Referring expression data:
• • • • •

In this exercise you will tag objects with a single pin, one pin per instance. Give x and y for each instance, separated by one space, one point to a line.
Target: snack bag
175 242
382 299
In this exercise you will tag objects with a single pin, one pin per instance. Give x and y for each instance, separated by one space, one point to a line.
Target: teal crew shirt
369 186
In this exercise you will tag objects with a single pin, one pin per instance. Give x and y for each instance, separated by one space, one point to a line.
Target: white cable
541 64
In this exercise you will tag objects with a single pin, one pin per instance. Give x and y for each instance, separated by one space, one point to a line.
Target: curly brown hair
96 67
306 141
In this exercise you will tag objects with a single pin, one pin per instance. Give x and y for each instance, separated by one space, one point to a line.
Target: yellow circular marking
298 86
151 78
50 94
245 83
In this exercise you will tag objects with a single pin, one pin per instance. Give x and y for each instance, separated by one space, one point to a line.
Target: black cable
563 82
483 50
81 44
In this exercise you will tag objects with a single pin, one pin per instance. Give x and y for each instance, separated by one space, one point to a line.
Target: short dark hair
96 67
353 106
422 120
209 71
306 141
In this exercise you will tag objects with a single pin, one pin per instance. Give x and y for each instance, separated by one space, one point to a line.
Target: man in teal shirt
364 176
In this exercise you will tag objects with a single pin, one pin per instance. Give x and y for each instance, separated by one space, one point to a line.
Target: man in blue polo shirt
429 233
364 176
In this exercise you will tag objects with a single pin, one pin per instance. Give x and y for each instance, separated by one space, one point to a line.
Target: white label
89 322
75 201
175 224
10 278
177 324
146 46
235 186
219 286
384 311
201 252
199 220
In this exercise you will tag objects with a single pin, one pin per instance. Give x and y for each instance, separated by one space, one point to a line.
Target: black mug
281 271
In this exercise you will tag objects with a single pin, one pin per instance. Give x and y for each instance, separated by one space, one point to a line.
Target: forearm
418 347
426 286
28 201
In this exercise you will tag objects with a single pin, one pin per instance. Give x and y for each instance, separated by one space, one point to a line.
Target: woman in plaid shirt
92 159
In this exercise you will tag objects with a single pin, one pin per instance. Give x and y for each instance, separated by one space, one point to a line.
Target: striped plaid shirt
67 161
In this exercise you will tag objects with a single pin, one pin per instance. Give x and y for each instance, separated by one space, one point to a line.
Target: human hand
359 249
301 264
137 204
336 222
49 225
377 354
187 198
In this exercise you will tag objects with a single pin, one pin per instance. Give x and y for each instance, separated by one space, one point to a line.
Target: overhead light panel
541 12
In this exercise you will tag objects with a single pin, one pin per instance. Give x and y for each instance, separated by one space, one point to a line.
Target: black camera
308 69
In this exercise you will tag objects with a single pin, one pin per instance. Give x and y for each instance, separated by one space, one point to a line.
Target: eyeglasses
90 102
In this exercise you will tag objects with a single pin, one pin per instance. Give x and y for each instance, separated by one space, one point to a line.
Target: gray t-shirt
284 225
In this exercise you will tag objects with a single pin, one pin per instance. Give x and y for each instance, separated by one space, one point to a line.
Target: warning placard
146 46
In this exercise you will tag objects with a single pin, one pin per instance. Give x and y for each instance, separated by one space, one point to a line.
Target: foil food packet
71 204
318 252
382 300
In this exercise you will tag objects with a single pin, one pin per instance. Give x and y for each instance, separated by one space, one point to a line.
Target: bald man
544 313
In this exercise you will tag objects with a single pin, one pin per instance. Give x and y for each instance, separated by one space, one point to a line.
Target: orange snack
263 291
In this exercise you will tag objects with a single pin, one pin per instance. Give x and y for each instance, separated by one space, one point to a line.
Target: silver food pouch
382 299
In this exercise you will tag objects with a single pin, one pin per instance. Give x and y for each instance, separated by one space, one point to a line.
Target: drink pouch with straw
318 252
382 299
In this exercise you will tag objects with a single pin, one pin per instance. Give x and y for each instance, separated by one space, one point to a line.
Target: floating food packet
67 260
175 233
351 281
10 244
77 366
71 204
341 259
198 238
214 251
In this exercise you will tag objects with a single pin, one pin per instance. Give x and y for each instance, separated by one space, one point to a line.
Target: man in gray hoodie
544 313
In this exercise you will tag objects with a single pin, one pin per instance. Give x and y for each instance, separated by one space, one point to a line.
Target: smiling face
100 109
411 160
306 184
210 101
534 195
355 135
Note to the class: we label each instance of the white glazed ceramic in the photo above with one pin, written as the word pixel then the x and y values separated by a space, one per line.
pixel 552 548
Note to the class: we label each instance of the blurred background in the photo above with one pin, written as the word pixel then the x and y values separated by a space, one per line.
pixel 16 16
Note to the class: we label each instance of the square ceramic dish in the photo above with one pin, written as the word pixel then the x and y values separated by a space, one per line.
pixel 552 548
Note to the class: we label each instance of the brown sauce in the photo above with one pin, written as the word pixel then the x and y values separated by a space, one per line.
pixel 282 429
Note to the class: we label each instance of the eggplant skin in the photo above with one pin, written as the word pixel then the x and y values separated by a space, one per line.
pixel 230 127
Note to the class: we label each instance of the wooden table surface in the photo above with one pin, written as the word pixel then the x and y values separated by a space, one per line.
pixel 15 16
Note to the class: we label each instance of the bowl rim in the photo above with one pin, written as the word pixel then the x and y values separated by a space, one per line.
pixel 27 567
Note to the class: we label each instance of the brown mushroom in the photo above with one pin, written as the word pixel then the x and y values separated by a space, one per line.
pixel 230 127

• • • • •

→ **Instructions for the task**: Every entry above should be transcribed exactly and in full.

→ **Solution below**:
In this exercise you will tag objects with a single pin, one pin per instance. Give x and y for each instance, separated by one space, one point to a line.
Target: snack bag
175 242
382 299
In this exercise you will tag objects with a single pin, one pin per instance. Give x and y for each instance, separated by one space, one point to a line.
Target: teal crew shirt
369 186
In this exercise you will tag objects with a single pin, one pin per instance. Give x and y for each instance, separated by one space, one point to a line.
Target: white cable
541 64
In this exercise you will tag objects with a single pin, one pin per instance. Give x and y for each instance, separated by one space, one point to a line.
Target: curly brown hair
96 67
306 141
In this exercise you will tag objects with a single pin, one pin per instance. Give x and y for each instance, separated by one space, one point to a line.
Target: yellow circular marking
298 86
151 78
50 94
245 83
In this exercise you will tag objects with a single pin, one pin per instance. Give x and y for each instance, separated by one space, one point to a line.
Target: black cable
563 82
483 50
81 44
In this exercise you will tag objects with a single pin, one pin per instance. Give x and y for each instance, separated by one space, one point to a line.
Target: short dark hair
96 67
353 106
422 120
209 71
306 141
In this exercise you will tag objects with a single pin, one pin per instance. Give x and y for each instance, separated by one space, one point to a line.
Target: man in teal shirt
364 176
In this exercise you will tag objects with a single pin, one pin per instance. Give x and y for each instance, separated by one space, one point to a line.
Target: man in blue polo shirt
429 233
364 176
In this exercise you will tag objects with a single pin, one pin per instance. Give x and y for each instance, separated by one space, one point to a line.
Target: white label
89 322
75 201
175 224
10 278
177 324
146 46
235 186
219 286
384 311
201 252
199 220
In this exercise you will tag objects with a single pin, one pin per instance. Give x and y for each instance, separated by one space, one point to a line.
Target: black mug
281 271
In this exercise you will tag objects with a single pin, one pin per instance. Give x and y for each instance, separated by one space, one point to a line.
Target: forearm
418 347
426 286
28 201
In this exercise you will tag objects with a single pin, one pin per instance. Give x and y for each instance, separated by one space, one point to a line.
Target: woman in plaid shirt
92 159
In this exercise you will tag objects with a single pin, one pin per instance. Give x and y for each instance, separated by one space, one point to a line.
Target: striped plaid shirt
67 161
In this exercise you will tag objects with a single pin, one pin per instance. Give x and y for each instance, separated by one space, one point to a line.
Target: human hand
359 249
301 264
137 204
336 222
49 225
377 354
187 198
In this exercise you will tag objects with a single pin, one pin per instance. Give x and y for each instance, separated by one space, one point to a line.
Target: overhead light panel
541 12
In this exercise you will tag objects with a single pin, one pin per instance. Give x and y for each instance, separated by one space, one point to a line.
Target: black camera
308 69
In this exercise you will tag objects with a single pin, one pin per instance. Give x and y for each instance, separated by one space, one point to a line.
Target: eyeglasses
90 102
In this exercise you will tag objects with a single pin, one pin per instance. Give x and y for each instance, separated by one space, one point to a line.
Target: gray t-shirt
284 225
In this exercise you will tag objects with a single pin, one pin per instance. Give x and y for each instance, separated by one space, one point to a line.
Target: warning placard
146 46
In this exercise you will tag objects with a single pin, one pin per instance. Give x and y for each instance, separated by one space, one point to a line.
Target: foil food packet
71 204
318 252
382 300
In this exercise you will tag objects with a single pin, one pin per instance. Give x and y for each instance, separated by one space, one point to a line.
Target: bald man
544 313
In this exercise you will tag objects with a single pin, one pin per instance. Give x and y for each instance, separated by one space, one point to a line.
Target: orange snack
263 291
In this exercise you will tag objects with a single pin, one pin per instance. Give x and y for each instance, separated by one space, one point to a line.
Target: silver food pouch
382 299
In this exercise you will tag objects with a single pin, one pin per instance. Give x and y for each instance, separated by one space, one point to a line.
Target: drink pouch with straw
318 252
382 299
In this exercise you will tag objects with a single pin, one pin per instance. Give x and y for each instance, separated by one space, one point to a line.
Target: floating food packet
67 260
175 233
351 281
10 244
77 366
71 204
341 259
198 238
214 251
In this exercise you will tag objects with a single pin, one pin per instance. Give x and y for each instance, separated by one space, one point to a line.
Target: man in gray hoodie
544 313
In this exercise you will tag objects with a single pin, one pin per instance. Give x and y for each instance, separated by one space, one point to a line.
Target: smiling face
100 109
411 160
306 184
210 101
534 195
355 135
Note to the class: we label each instance of the white glazed ceramic in the photo above with one pin, written as the word pixel then the x and y values separated by a space, one per line.
pixel 552 548
Note to the class: we label each instance of the blurred background in the photo above with one pin, written as the word pixel then the x and y values separated by a space, one per line.
pixel 16 16
Note to the class: we label each instance of the square ceramic dish in the photo above with one pin, written as the word pixel then the x and y values separated by a space, one per line.
pixel 552 548
Note to the class: we label each instance of the brown sauce in the photo above with one pin, written as the word pixel then the x and y values separated by a space, one per line.
pixel 282 429
Note to the class: we label each instance of the eggplant skin in the photo above with one pin, written as the word pixel then the x and y values separated by a space, one per line.
pixel 230 127
Note to the class: we label each instance of the wooden table surface in the photo above with one pin, written as the word pixel then the x and y values separated by a space, one per line.
pixel 15 16
Note to the class: we label each instance of the bowl rim in the photo above with one pin, written as the word pixel then the x and y values separated by a space, one per line.
pixel 27 567
Note to the class: we label each instance of the brown mushroom in the photo above with one pin, written as the word pixel then the x and y values separated by a space, one per line.
pixel 230 127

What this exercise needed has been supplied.